> [AUSGEWÄHLTER AUSZUG]:
Den Aufhänger für den heutigen Blog lieferte mir dieser Artikel bei Spacenews in dem es um ein Abkommen zwischen der NASA und Firmen geht die Subventionen erhalten, um an kommerziellen Raumstationen zu arbeiten (offensichtlich sind diese alleine mit kommerzieller Finanzierung nicht zu betreiben). In Dem Artikel steht:
“SpaceX’s Starship is so large and also so cost-effective that it could be a station itself,” said Chad Anderson, founder and managing capital of Space Capital .. He suggested that it could disrupt business models for other commercial space stations.
An example he gave was a hotel company outfitting the interior of Starship for customers. “They could launch a group of people and stay however long they want with the accommodations they want, and they could do it all for less than the cost of one seat to the space station today.”

> [ANWEISUNG 1]:
Gib aus dem Auszug über Starship die Stelle zwischen „Den Aufhänger für“ und „commercial space stations.“ einschließlich wortgetreu wieder.
> [ANWEISUNG 2]:
Übersetze den folgenden Satz aus dem Auszug über Starship ins Deutsche: „An example he gave was a hotel company outfitting the interior of Starship for customers.“

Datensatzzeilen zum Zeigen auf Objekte
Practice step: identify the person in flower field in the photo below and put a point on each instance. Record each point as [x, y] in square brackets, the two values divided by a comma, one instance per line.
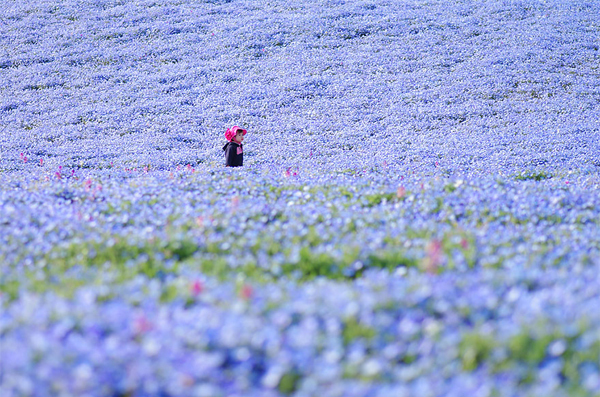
[234, 152]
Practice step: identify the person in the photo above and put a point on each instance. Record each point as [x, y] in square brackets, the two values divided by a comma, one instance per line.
[234, 151]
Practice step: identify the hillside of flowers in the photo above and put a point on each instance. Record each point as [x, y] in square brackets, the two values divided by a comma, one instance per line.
[418, 213]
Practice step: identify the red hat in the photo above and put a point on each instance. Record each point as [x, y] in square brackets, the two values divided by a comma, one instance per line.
[230, 133]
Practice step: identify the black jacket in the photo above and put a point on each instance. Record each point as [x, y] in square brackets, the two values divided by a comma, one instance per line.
[234, 154]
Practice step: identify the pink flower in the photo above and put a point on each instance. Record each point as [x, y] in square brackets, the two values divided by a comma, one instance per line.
[433, 259]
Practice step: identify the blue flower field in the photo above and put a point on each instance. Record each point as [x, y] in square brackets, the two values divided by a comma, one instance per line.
[418, 213]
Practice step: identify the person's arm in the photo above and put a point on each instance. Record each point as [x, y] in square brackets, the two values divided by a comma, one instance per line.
[230, 155]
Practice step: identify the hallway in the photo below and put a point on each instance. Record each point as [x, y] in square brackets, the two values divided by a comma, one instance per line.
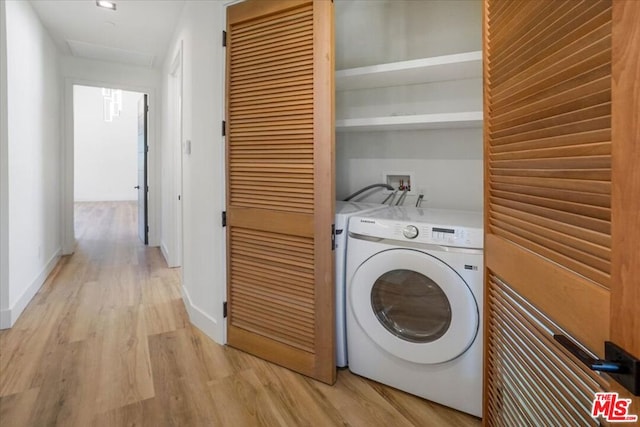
[107, 342]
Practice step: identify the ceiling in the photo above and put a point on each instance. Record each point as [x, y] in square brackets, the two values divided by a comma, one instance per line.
[138, 32]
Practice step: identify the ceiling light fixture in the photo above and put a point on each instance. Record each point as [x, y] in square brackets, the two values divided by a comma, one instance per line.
[106, 4]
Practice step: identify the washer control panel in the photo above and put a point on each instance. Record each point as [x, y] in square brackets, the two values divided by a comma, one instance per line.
[434, 227]
[410, 231]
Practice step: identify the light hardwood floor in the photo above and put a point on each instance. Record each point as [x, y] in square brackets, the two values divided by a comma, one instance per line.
[107, 342]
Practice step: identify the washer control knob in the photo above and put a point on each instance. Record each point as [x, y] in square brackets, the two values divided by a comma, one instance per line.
[410, 232]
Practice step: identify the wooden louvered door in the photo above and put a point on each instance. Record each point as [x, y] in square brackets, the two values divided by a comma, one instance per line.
[562, 203]
[280, 185]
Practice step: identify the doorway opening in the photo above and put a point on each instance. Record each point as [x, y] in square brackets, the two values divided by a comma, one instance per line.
[110, 153]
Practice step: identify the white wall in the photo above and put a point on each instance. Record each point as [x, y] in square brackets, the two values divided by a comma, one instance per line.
[199, 32]
[105, 153]
[79, 71]
[446, 164]
[33, 156]
[4, 172]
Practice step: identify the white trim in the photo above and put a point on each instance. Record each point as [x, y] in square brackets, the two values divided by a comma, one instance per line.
[175, 255]
[4, 170]
[198, 317]
[223, 167]
[155, 105]
[165, 251]
[9, 316]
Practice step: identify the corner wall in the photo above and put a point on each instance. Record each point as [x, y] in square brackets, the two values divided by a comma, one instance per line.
[32, 186]
[105, 153]
[4, 175]
[89, 72]
[204, 281]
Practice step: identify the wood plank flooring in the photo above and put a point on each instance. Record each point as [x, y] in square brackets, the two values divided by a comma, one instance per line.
[107, 342]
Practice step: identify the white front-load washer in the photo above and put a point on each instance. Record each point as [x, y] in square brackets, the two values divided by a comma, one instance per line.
[344, 211]
[414, 302]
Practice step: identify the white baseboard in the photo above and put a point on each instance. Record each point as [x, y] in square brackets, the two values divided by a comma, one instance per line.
[9, 316]
[200, 319]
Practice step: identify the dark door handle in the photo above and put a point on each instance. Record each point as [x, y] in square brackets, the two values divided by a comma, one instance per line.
[622, 366]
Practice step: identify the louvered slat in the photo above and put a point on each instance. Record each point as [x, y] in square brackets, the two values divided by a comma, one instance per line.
[268, 307]
[548, 87]
[532, 381]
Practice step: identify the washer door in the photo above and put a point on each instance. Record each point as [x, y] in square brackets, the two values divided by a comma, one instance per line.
[414, 306]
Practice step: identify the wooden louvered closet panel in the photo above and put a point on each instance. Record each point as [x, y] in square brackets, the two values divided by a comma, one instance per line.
[562, 201]
[280, 182]
[548, 203]
[549, 132]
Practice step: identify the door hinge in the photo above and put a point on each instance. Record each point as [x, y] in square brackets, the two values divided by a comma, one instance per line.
[333, 237]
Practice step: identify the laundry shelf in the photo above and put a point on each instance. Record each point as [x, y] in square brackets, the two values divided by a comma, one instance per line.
[425, 70]
[419, 121]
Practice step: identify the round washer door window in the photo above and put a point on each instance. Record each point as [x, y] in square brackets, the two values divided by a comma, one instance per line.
[414, 306]
[411, 306]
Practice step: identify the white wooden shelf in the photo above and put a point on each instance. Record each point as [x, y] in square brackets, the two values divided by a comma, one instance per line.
[434, 69]
[418, 121]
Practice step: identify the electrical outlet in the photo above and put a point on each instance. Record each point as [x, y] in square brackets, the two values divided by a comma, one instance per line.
[400, 181]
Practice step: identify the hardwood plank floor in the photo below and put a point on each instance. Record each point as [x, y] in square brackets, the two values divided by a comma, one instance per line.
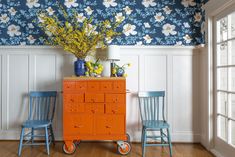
[102, 149]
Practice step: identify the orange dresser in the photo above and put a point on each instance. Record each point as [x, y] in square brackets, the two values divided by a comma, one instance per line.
[93, 109]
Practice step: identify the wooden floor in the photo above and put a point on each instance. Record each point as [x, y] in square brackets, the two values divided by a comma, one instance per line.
[102, 149]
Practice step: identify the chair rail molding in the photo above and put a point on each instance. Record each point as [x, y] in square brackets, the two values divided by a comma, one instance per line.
[170, 68]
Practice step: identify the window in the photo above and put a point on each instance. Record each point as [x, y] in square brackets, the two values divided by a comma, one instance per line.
[225, 76]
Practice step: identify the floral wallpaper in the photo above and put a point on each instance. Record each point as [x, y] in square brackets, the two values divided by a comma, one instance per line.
[144, 22]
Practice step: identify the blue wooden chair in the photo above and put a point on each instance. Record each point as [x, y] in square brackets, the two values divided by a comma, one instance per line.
[41, 113]
[151, 106]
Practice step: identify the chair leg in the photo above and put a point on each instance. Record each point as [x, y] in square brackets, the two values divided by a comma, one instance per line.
[47, 140]
[169, 141]
[21, 142]
[161, 131]
[52, 134]
[32, 135]
[143, 142]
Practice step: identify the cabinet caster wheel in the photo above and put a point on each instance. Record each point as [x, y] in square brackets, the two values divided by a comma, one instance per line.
[69, 149]
[124, 148]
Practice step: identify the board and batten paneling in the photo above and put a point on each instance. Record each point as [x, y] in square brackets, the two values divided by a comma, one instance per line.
[173, 69]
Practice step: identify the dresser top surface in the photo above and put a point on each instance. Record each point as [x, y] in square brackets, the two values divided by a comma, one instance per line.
[94, 78]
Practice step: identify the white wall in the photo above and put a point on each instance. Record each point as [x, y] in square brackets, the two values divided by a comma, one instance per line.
[173, 69]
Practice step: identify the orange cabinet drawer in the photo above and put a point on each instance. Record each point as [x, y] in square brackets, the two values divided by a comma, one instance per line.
[80, 108]
[106, 86]
[119, 86]
[93, 108]
[115, 108]
[78, 124]
[94, 97]
[73, 98]
[93, 86]
[115, 98]
[81, 86]
[110, 124]
[69, 85]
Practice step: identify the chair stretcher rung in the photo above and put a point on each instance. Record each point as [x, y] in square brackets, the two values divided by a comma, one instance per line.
[155, 136]
[34, 144]
[149, 145]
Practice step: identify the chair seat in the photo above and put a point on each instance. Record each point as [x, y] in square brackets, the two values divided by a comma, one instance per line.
[36, 123]
[154, 124]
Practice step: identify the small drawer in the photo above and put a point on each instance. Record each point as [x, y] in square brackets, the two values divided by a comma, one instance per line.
[68, 85]
[115, 98]
[79, 124]
[119, 86]
[115, 108]
[81, 85]
[106, 86]
[79, 108]
[94, 108]
[93, 86]
[73, 98]
[94, 97]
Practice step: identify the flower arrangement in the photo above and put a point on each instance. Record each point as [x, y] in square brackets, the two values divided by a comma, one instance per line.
[94, 69]
[76, 34]
[119, 71]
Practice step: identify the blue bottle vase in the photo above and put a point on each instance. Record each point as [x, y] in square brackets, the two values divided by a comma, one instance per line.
[79, 67]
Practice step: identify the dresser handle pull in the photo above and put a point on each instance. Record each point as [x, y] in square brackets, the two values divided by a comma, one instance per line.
[79, 126]
[114, 111]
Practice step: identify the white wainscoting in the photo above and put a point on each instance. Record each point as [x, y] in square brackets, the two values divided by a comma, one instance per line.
[173, 69]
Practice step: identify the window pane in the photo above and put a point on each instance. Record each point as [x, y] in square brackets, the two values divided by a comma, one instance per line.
[222, 26]
[233, 25]
[231, 76]
[222, 127]
[232, 102]
[233, 132]
[222, 103]
[222, 57]
[222, 78]
[232, 52]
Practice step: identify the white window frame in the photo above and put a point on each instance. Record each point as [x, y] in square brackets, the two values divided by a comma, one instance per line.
[214, 8]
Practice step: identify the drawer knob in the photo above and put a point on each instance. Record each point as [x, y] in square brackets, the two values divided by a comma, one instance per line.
[78, 126]
[114, 111]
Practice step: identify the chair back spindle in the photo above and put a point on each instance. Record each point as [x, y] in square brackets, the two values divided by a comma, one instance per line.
[152, 105]
[42, 105]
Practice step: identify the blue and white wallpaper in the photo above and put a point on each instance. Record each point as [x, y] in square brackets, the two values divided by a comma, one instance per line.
[147, 22]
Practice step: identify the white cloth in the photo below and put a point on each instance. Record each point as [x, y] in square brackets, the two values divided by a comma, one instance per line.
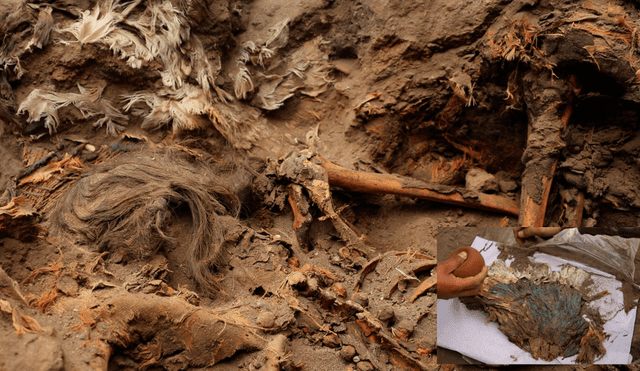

> [RICHTIGE ANTWORT 1]:
Den Aufhänger für den heutigen Blog lieferte mir dieser Artikel bei Spacenews in dem es um ein Abkommen zwischen der NASA und Firmen geht die Subventionen erhalten, um an kommerziellen Raumstationen zu arbeiten (offensichtlich sind diese alleine mit kommerzieller Finanzierung nicht zu betreiben). In Dem Artikel steht:
“SpaceX’s Starship is so large and also so cost-effective that it could be a station itself,” said Chad Anderson, founder and managing capital of Space Capital .. He suggested that it could disrupt business models for other commercial space stations.

> [RICHTIGE ANTWORT 2]:
Als Beispiel nannte er ein Hotelunternehmen, das das Innere von Starship für Kunden ausstattet.